#### Exercise materials

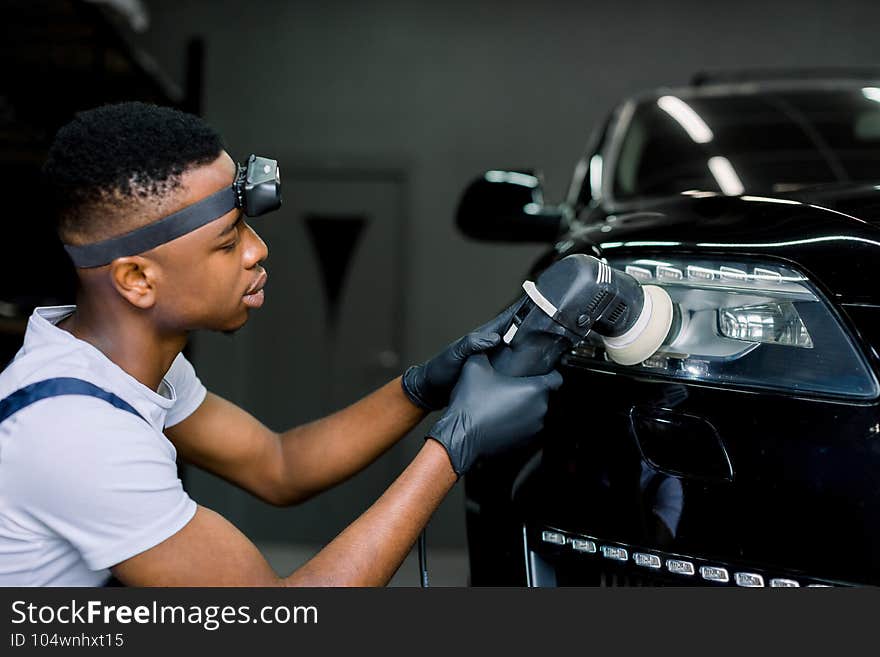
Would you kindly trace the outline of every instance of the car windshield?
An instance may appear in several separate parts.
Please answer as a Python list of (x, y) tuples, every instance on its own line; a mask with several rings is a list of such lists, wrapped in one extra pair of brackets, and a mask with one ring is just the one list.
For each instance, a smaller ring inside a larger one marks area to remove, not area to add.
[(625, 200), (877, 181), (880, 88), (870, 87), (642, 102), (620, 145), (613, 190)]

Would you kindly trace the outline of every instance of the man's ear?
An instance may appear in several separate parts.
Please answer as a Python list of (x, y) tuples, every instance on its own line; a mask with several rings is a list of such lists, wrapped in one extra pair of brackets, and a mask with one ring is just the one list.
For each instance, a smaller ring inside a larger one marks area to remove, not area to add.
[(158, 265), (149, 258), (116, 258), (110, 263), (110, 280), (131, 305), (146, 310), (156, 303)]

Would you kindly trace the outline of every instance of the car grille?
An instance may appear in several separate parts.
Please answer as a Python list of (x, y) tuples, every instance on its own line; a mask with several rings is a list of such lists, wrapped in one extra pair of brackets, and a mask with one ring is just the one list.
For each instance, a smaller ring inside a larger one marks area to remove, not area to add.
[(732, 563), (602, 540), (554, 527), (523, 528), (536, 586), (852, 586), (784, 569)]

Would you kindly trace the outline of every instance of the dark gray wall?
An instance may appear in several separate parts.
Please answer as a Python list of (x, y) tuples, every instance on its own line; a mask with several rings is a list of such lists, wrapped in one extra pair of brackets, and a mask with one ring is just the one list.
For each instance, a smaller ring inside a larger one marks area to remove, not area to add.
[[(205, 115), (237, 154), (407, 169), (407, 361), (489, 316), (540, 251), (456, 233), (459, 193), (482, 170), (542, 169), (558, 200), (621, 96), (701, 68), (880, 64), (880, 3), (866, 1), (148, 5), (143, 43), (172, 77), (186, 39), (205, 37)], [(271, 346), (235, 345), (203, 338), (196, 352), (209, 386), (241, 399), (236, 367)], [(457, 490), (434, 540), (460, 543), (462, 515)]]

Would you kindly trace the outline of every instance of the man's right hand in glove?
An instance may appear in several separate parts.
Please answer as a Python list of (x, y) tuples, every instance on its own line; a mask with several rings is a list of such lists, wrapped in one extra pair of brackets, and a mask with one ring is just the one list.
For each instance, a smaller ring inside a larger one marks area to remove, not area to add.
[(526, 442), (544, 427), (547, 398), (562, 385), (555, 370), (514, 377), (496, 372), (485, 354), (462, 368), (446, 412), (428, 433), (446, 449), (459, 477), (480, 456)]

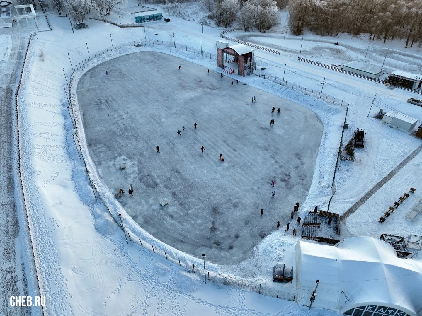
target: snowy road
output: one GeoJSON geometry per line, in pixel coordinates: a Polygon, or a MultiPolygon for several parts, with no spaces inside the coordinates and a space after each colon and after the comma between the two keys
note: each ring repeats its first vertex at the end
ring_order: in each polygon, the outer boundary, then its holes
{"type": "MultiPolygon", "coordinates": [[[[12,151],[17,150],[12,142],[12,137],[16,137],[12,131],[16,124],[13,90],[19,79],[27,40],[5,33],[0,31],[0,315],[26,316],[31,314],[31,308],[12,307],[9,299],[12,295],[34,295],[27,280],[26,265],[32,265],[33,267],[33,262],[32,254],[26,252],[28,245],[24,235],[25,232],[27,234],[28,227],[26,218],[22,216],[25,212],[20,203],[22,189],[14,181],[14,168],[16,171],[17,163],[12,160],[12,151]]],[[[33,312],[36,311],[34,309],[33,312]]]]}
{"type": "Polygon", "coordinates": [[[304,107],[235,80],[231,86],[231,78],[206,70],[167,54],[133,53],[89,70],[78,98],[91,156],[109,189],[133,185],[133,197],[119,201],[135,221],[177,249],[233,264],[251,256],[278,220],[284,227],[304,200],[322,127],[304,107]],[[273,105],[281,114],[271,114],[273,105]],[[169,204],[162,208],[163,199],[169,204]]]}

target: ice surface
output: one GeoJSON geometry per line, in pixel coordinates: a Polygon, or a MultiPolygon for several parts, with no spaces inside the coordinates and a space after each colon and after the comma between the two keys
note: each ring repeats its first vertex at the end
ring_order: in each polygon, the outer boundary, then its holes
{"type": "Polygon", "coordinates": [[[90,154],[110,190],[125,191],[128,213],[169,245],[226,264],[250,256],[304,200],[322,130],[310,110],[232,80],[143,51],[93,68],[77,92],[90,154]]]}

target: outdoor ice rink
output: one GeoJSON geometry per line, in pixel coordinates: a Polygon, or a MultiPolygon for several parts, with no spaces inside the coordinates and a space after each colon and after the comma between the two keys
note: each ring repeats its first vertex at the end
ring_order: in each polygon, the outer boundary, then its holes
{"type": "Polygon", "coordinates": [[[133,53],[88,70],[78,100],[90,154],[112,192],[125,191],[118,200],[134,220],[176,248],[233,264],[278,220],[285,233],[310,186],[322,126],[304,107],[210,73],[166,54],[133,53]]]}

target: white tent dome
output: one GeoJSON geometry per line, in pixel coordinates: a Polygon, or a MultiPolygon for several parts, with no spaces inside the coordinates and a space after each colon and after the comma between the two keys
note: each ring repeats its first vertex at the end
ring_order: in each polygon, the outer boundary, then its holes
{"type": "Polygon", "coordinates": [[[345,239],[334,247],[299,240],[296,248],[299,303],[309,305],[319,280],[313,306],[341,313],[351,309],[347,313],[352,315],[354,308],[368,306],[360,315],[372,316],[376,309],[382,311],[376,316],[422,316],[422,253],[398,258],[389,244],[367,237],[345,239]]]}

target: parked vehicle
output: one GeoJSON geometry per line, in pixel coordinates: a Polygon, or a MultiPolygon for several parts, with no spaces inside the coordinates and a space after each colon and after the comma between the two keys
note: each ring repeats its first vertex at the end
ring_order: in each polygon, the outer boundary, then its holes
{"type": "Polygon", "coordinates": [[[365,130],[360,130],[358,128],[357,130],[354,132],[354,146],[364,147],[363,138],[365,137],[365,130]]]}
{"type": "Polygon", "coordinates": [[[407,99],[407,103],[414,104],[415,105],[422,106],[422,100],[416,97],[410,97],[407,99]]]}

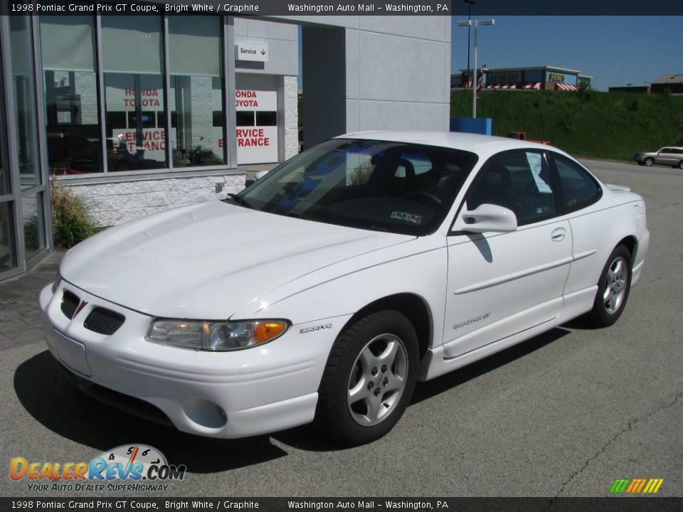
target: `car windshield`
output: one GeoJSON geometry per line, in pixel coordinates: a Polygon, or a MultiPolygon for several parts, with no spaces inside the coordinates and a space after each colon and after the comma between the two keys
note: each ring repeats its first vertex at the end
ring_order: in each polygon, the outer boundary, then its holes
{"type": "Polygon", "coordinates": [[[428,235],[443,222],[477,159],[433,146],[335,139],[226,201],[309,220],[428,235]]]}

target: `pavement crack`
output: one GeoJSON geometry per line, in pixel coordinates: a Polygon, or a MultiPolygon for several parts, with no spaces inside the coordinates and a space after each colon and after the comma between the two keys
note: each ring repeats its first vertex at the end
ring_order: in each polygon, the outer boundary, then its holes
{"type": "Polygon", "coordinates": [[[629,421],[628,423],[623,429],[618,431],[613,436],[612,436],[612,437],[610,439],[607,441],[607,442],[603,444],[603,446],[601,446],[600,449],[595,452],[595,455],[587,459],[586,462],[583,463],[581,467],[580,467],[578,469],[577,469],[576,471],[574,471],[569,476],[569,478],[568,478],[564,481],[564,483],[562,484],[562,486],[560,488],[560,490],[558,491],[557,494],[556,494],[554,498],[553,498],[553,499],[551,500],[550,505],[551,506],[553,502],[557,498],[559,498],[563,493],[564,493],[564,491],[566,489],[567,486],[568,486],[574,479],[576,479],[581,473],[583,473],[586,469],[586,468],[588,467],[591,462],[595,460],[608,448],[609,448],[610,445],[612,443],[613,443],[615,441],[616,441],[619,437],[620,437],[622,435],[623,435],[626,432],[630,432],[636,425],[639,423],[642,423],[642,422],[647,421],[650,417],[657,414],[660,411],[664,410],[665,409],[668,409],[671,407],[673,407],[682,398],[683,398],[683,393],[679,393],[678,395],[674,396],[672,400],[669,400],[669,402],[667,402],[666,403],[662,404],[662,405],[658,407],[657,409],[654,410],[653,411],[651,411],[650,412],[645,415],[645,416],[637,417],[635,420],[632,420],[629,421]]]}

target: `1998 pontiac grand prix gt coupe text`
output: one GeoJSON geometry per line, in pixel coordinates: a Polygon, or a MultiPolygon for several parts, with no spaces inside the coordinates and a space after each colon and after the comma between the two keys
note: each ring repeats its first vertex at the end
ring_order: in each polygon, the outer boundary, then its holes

#### What the task asks
Reproduce the records verbatim from their start through the line containing "310), (156, 303)]", including both of those ends, and omit the pictures from the answer.

#### Answer to the task
Would you kindly trace the outline of every instance of the car windshield?
An instance may appear in several separate parts.
Please answer as a Python list of (x, y) tuples, every instance on its own line; a mask with several rings is a list of such lists, wrapped in one extra pair of brackets, and a mask with one ring is just the one list.
For each instance, a smaller ring inside a larger one marks area to remove, not area to add.
[(625, 200), (877, 181), (880, 88), (870, 87), (642, 102), (620, 145), (613, 190)]

Would you kindly trace the outline of every instance of the man's ear?
An instance may appear in several separate parts.
Please answer as a Python list of (x, y) tuples, every instance on its own line; a mask with several rings is a list of such lists, wrapped in one extra pair of brackets, and a mask with one ring is just the one list.
For each instance, a smaller ring inside a larger one marks area to remove, not area to add.
[(158, 265), (149, 258), (116, 258), (110, 263), (110, 280), (131, 305), (146, 310), (156, 303)]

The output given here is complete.